(Point localization data)
══════

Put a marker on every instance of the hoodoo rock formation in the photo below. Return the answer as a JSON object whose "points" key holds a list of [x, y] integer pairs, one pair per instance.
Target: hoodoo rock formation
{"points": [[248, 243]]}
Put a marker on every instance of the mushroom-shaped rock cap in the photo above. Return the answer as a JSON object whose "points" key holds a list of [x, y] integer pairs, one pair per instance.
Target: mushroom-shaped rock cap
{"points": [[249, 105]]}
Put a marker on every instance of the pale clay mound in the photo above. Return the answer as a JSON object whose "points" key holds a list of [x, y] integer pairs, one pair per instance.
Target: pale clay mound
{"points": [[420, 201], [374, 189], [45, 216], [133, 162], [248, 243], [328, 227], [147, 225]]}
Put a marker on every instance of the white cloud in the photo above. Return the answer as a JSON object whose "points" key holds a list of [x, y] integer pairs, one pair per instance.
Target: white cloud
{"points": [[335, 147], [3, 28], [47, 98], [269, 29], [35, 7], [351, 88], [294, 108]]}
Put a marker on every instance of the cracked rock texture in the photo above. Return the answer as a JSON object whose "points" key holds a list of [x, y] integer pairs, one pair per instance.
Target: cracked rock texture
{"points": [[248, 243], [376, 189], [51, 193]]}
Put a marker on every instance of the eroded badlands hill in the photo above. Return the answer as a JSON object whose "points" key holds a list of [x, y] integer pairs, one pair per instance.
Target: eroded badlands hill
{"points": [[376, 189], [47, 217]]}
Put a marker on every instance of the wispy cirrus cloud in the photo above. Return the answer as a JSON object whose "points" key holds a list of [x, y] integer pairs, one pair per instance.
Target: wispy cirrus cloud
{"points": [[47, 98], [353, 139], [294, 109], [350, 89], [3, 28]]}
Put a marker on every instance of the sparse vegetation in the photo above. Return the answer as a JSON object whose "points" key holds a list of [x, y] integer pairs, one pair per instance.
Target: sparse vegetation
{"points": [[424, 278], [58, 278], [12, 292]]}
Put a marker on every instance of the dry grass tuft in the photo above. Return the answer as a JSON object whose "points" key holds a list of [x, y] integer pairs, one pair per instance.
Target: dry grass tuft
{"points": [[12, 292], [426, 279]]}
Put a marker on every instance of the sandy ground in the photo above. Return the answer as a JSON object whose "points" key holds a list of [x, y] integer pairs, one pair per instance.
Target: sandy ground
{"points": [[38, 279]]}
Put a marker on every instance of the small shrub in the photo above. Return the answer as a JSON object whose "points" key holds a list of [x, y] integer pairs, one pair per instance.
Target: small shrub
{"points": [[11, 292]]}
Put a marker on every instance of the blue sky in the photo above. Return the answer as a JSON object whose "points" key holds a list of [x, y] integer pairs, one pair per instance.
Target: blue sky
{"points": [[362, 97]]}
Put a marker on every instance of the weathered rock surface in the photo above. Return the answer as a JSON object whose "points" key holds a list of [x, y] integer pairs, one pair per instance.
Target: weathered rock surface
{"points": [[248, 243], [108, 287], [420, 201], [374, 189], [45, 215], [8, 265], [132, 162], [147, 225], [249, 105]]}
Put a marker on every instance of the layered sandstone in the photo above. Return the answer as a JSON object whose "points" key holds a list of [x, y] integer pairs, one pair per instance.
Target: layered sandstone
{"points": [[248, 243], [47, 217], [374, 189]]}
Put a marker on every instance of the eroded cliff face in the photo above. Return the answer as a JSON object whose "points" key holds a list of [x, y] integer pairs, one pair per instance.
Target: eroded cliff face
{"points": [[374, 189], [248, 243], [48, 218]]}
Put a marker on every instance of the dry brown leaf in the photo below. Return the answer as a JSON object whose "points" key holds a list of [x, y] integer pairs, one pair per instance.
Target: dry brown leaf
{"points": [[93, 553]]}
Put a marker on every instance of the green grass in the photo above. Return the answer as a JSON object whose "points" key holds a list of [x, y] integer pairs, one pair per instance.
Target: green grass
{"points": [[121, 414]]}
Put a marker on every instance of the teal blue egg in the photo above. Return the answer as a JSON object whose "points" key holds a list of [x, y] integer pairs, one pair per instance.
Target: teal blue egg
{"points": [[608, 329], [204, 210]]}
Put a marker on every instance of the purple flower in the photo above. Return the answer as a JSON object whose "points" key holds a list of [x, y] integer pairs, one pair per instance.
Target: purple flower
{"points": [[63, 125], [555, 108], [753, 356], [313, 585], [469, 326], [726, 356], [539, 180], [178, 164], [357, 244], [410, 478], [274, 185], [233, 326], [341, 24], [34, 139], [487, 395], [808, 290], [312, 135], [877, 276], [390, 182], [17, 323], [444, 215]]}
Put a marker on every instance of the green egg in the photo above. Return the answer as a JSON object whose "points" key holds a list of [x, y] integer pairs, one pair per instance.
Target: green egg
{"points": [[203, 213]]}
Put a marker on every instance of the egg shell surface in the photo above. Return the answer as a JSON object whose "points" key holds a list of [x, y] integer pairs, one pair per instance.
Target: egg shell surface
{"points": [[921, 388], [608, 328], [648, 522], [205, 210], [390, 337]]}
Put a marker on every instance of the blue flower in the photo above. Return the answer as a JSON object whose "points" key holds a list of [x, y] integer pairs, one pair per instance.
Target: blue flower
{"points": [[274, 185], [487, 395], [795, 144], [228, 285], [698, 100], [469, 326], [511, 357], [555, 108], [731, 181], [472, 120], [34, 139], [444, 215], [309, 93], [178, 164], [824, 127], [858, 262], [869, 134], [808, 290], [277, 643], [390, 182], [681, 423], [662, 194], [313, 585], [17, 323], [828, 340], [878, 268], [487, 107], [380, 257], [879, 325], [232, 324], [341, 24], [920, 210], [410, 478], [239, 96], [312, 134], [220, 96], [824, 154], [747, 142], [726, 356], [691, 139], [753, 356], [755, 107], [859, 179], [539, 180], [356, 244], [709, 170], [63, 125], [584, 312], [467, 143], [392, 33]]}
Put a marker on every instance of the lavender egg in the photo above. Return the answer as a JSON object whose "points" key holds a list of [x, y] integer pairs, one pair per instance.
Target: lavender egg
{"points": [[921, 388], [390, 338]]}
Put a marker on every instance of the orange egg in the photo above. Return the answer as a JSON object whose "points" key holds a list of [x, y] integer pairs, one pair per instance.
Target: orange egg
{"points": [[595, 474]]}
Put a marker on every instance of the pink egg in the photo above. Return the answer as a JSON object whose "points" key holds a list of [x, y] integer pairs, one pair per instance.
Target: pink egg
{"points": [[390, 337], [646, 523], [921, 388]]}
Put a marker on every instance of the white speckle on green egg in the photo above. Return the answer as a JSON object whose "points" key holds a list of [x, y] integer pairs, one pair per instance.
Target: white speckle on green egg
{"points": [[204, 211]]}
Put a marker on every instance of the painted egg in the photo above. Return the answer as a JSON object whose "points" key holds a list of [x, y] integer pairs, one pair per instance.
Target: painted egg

══════

Work order ▸
Take the entries above and copy them out exactly.

Exercise output ▸
Put a marker on every instance of the hoodoo rock formation in the photo below. Return the answer as a JSON object whose "points" key holds a list of [x, y] integer pairs, one pair per instance.
Target: hoodoo rock formation
{"points": [[248, 243]]}
Put a marker on every instance of the mushroom-shaped rock cap in the photo above. Return the answer as a JSON object whose "points" key holds a list of [x, y] integer pairs, one pair per instance.
Target: mushroom-shaped rock cap
{"points": [[249, 105]]}
Put a marker on every instance of the pale clay mound in the photo above. Return the answer as a JSON object whose "points" key holds a list of [x, y] integer pairs, one pair per instance.
Target: pale clay mound
{"points": [[420, 201], [374, 189], [45, 216], [133, 162], [248, 243], [328, 227], [147, 225]]}
Put a marker on every instance of the white cloud in the photo above. Return the answer as a JSON object whose "points" key holds a list of [x, y] integer pairs, one pair per instance.
Target: white cloud
{"points": [[335, 147], [3, 28], [47, 98], [269, 29], [35, 7], [351, 88], [294, 108]]}
Put a marker on every instance of the cracked rock texture in the photo above. Return the answer as a JSON object whose "points" key holds a list of [x, y] integer pairs, one pair per instance.
Target: cracked rock texture
{"points": [[248, 243], [376, 189], [51, 193]]}
Put a marker on every instance of the eroded badlands hill in the photo above. Return the answer as a JSON object whose "points" key holds a list of [x, y] integer pairs, one pair per instance.
Target: eroded badlands hill
{"points": [[376, 189], [47, 217]]}
Put a marker on every instance of the wispy cirrus cloud in the photo above. Return the answer as a JSON object whose "points" key holds a list of [x, y] integer pairs, one pair per instance.
Target: wispy cirrus cloud
{"points": [[47, 98], [353, 139], [294, 109], [350, 89], [3, 28]]}
Put a marker on every instance of the sparse vegetation in the photo above. Return the answer as a JSON object whose "points" key holds a list of [x, y] integer pairs, one pair per instance.
Target: sparse vegetation
{"points": [[424, 278], [58, 278], [12, 292]]}
Put a marker on every instance of the dry grass tuft in the photo above. Return the answer as a JSON object whose "points" key holds a list of [x, y] integer pairs, one pair per instance.
Target: dry grass tuft
{"points": [[12, 292], [426, 279]]}
Put a marker on every instance of the sandy ground in the photo above. Return the answer as a JSON object whose "points" key holds a list of [x, y] integer pairs, one pair per instance.
Target: sandy ground
{"points": [[38, 279]]}
Put a marker on every instance of the small shrub in the photo above. Return the answer as a JSON object whose "points" key holds a list of [x, y] integer pairs, one pair per instance.
Target: small shrub
{"points": [[11, 292]]}
Put a marker on every instance of the blue sky in the photo above. Return the answer as a JSON object whose "points" key holds a list of [x, y] integer pairs, one pair per instance.
Target: blue sky
{"points": [[362, 97]]}
Put a marker on every instance of the weathered rock surface in the photo above. Return the answer as a JSON object whose "points" key holds a list of [x, y] integer pairs, one pair per instance.
Target: weathered rock surface
{"points": [[248, 243], [108, 287], [420, 201], [374, 189], [45, 215], [8, 265], [132, 162], [147, 225], [249, 105]]}
Put a marker on every instance of the layered sandstone in the photo above. Return the answer as a JSON object whose "points" key holds a list of [x, y] integer pairs, one pair per instance.
Target: layered sandstone
{"points": [[248, 243], [47, 217], [374, 189]]}
Put a marker on every instance of the eroded cliff face in the photo above. Return the answer as a JSON object whose "points" key holds a list of [x, y] integer pairs, one pair per instance.
Target: eroded cliff face
{"points": [[374, 189], [248, 243], [48, 218]]}
Put a marker on every instance of the dry brown leaf in the photo below. Return the answer as a JSON object whose "points" key holds a list of [x, y] integer pairs, one pair per instance.
Target: dry brown leaf
{"points": [[93, 553]]}
Put a marker on every instance of the green grass in the photo above. Return the answer as a JSON object whose "points" key holds a list of [x, y] integer pairs, one pair per instance.
Target: green grass
{"points": [[121, 414]]}
Put a marker on every instance of the teal blue egg in the photo above. Return the answer as a JSON object whose "points" key holds a list of [x, y] integer pairs, one pair per instance.
Target: teal blue egg
{"points": [[608, 329], [204, 210]]}
Put a marker on every instance of the purple flower in the photo above. Return the answer as a JSON object whose "points" key holds a list of [x, y] integer pairs, one pair per instance.
Target: purple flower
{"points": [[63, 125], [555, 108], [753, 356], [313, 585], [469, 326], [726, 356], [539, 180], [178, 164], [357, 244], [410, 478], [274, 185], [233, 326], [341, 24], [34, 139], [487, 395], [808, 290], [312, 135], [877, 276], [390, 182], [17, 323], [444, 215]]}
Put a marker on every instance of the green egg in the photo above. Return the answer as a JSON object whose "points" key holds a list of [x, y] integer pairs, one pair per instance.
Target: green egg
{"points": [[203, 213]]}
Put a marker on every instance of the egg shell surface in the photo above. Return the answer as a JSON object whose "points" key holds a list of [x, y] integer pairs, one pair per instance.
Target: egg shell surface
{"points": [[921, 388], [608, 328], [648, 522], [205, 210], [390, 337]]}
Put a marker on every instance of the blue flower in the photo above. Return the answer as a JSON object whose "points" key holds a list of [x, y] integer pairs, one pair per instance.
Target: blue flower
{"points": [[274, 185], [487, 395], [795, 144], [228, 285], [698, 100], [469, 326], [511, 357], [555, 108], [731, 181], [472, 120], [34, 139], [444, 215], [309, 93], [178, 164], [824, 127], [858, 262], [869, 134], [808, 290], [277, 643], [390, 182], [681, 423], [662, 194], [313, 585], [17, 323], [828, 340], [878, 268], [487, 107], [380, 257], [879, 325], [232, 324], [341, 24], [920, 210], [410, 478], [239, 96], [312, 134], [220, 96], [824, 154], [747, 142], [726, 356], [691, 139], [753, 356], [755, 107], [859, 179], [539, 180], [356, 244], [709, 170], [63, 125], [584, 312], [467, 143], [392, 33]]}
Put a marker on every instance of the lavender egg in the photo above. Return the answer as a JSON object whose "points" key holds a list of [x, y] integer pairs, one pair per instance.
Target: lavender egg
{"points": [[921, 388], [390, 338]]}
Put a marker on every instance of the orange egg in the photo above. Return the answer as a JSON object whose "points" key holds a list of [x, y] integer pairs, one pair per instance.
Target: orange egg
{"points": [[595, 474]]}
Put a marker on every instance of the pink egg in the photo above. Return the answer as a JSON object whose "points" key holds a list of [x, y] integer pairs, one pair per instance.
Target: pink egg
{"points": [[390, 337], [646, 523], [921, 388]]}
Put a marker on every instance of the white speckle on green egg in the photo above. Return the answer as a JSON object whose "points" key holds a list of [x, y] integer pairs, one pair per instance.
Target: white speckle on green egg
{"points": [[204, 211]]}
Put a marker on every instance of the painted egg in the photo above. Return the answer as a JSON object whose "points" key holds a list of [x, y] integer pairs, one pair per instance.
Target: painted egg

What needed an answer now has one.